§ **Task instructions**:
How many lines in the rows below contain the string "letter"? Tally them and reply with the number alone.

§ **Dataset extract**:
+ + + + +

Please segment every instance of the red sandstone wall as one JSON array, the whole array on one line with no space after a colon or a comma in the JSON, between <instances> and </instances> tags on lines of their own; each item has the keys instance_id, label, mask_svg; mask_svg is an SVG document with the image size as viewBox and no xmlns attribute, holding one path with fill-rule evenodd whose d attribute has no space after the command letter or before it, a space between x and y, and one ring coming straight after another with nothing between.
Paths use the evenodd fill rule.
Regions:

+ + + + +

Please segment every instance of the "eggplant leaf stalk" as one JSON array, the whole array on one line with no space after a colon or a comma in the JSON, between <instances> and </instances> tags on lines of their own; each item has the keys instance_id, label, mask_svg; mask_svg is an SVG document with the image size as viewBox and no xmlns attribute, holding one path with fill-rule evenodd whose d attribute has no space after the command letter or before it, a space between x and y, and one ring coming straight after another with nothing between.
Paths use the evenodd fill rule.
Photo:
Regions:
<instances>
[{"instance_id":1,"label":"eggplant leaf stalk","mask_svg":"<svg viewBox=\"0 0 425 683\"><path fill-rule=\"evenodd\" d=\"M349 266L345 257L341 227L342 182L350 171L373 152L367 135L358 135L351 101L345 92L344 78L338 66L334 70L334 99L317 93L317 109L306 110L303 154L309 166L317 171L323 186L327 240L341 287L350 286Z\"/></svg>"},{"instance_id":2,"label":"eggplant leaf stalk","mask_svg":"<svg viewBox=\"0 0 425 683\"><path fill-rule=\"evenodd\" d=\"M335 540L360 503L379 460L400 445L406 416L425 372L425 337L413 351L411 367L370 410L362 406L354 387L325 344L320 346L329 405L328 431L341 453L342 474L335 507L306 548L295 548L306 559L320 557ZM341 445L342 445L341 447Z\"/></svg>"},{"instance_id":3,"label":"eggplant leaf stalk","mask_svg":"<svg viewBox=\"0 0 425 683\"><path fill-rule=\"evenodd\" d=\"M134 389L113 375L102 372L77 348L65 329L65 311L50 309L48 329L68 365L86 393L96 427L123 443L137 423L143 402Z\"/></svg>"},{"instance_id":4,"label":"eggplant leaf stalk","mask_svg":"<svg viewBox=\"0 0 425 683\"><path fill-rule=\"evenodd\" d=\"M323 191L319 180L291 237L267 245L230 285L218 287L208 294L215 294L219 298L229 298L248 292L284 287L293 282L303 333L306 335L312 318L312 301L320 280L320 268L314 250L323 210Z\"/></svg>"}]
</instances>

+ + + + +

§ **Response for this exercise**:
2